FRAGMENTO DEL DOCUMENTO:
Hugo recuerda que la balsa era un poco más grande que una carpa de cuatro personas. Sin embargo, ahí estuvieron 20 personas durante 48 horas. “Un detalle importante, estaba pinchada”, resalta. Toda la tarde del 2 de mayo, esa noche y todo el 3, soplaron vientos fuertes.
La primera noche un barco los buscaba pero no los vio, a pesar de que tiraron bengalas. “Se fueron y nos quedamos ahí, en la noche más triste que pasé”, se entristece Hugo. “Creí que nos moríamos, que no la contaba. Es horrible, te podés hacer el corajudo y decir: ‘naah, yo no le tengo miedo a la muerte’. ¡Minga!, cuando tenés esa sensación en la que realmente pensas que te vas a morir, te quiero ver”.
Pasaron dos días de agonía. Hugo continúa su relato: “No me quiero hacer el pobrecito… pero no hay peor terror que no saber si en los próximos cinco segundos vas a estar vivo o muerto. Porque yo te puedo decir: “en una hora vas a estar muerto”. Te va a caer mal, pero ya sabes que no vas a vivir más, te resignas. Pero luchar permanentemente, pensar: “resolví este instante, faltan todos los demás”. Porque en esa situación ni siquiera cuentan los minutos, sino los segundos. Eso es… mortal, te genera pánico, estrés, te condiciona de por vida”.
“La noche del 3 al 4 hubo un milagro. No puede ser que, como si cruzando una puerta, pasamos de un temporal a un mar calmo. No hay una división tajante climáticamente, sino que va parando, se suaviza de a poco, hay una leve brisa. Pero no frena de repente. Eso se lo atribuyo a Dios, fue un milagro, no tengo dudas”.
A pesar de que contaban con elementos sofisticados para pedir ayuda, lo que sirvió fue un espejito cuadrado con un agujerito y un palito, con el que hicieron señas a un avión. A las tres horas, apareció el destructor Piedrabuena. Paró máquinas y la correntada los fue llevando de a poquito, hasta que chocaron contra el barco. Ahí los subieron con unos arneses de uno en uno, y terminó la pesadilla.
El después de la guerra
Cuando los rescataron, les dieron comida caliente y vino mezclado con agua. Al llegar a Ushuaia los recibió la gente de la base naval, pero sobre todo los obreros y estudiantes del pueblo. “Violando todas las normas y arriesgando sus vidas, pusieron una mesa en el puerto y nos dieron sopas, cigarrillos, chocolates, frazadas. Ese abrazo colectivo es algo difícil de olvidar”, se enorgullece Hugo.

PARTES DEL EJERCICIO:
1: Traduce al inglés esta oración del relato de Hugo: «Cuando los rescataron, les dieron comida caliente y vino mezclado con agua.»
2: Prosigue el relato de Hugo a partir de su último párrafo.

EXTRACTO DE DATOS:
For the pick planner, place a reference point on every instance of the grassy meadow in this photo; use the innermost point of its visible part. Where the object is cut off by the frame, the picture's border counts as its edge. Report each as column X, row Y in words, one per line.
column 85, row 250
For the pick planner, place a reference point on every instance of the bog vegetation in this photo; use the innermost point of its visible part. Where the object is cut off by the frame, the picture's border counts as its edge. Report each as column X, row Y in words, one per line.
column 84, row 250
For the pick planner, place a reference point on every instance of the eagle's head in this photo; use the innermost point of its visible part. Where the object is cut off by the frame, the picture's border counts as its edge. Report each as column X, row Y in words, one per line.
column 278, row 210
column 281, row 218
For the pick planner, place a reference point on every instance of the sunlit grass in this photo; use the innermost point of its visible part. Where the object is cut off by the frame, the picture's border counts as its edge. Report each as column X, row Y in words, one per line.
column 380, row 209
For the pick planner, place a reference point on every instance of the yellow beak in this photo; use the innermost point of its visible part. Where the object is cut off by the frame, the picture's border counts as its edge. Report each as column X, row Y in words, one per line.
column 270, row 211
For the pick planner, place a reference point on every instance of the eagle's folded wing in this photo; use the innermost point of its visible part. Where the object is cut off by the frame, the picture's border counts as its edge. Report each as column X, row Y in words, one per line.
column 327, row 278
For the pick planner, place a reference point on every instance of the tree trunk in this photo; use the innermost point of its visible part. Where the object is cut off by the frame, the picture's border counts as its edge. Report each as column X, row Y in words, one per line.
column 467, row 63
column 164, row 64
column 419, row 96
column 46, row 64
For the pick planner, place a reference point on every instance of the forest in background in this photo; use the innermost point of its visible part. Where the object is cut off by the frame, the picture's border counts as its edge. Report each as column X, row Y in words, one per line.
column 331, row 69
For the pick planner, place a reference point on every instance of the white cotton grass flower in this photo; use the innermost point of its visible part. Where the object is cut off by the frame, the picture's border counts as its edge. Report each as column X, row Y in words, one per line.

TUS RESPUESTAS:
1: When they were rescued, they were given hot food and wine mixed with water.

2:
De allí los subieron en un avión y los mandaron a Puerto Belgrano. Hugo se fue urgentemente a Salta a ver a sus padres, porque si bien había sido incluido en la lista de sobrevivientes, quería que tuvieran una confirmación personal. Entonces fue al Correo Argentino y mandó un telegrama que decía: “estoy bien y sano”, firmado con un apodo familiar: “Engrudo”. “Me decían así porque siempre tenía el pelo parado y mi mamá me ponía mucha gomina”.
La Guerra de Malvinas dejó huellas muy profundas en su ser, que aunque él quiere le cuesta mucho cambiar: “pasar dos días perdidos en el mar… He ido años enteros a terapia y no superé ese terror crónico. Esa es la tara más grande que me ha quedado, además de no poder tomar agua. Puede ser jugo, mate, gaseosa, pero el agua sola no la tomo ni en pedo, porque recuerdo cuando casi me ahogo”.
Si bien pasó muchos años enojado con la vida, después entendió que había que seguir su camino. “Eso me permitió asociarme con la Asociación de Veteranos, construir, crear, hacer partícipes a mis hijos. Ellos hicieron de todo cuando formamos el Museo de Malvinas del Fuerte Barragán (en la localidad bonaerense de Ensenada).
“Por eso, si bien fue terrible, la guerra tuvo su correlato positivo. Hoy soy muy querido, yo veo que el afecto de la gente es sincero. Se me han abierto muchas puertas y lo más importante, formé mi familia. Todo gracias a la guerra”, concluye Hugo “Engrudo” Molina, un sobreviviente.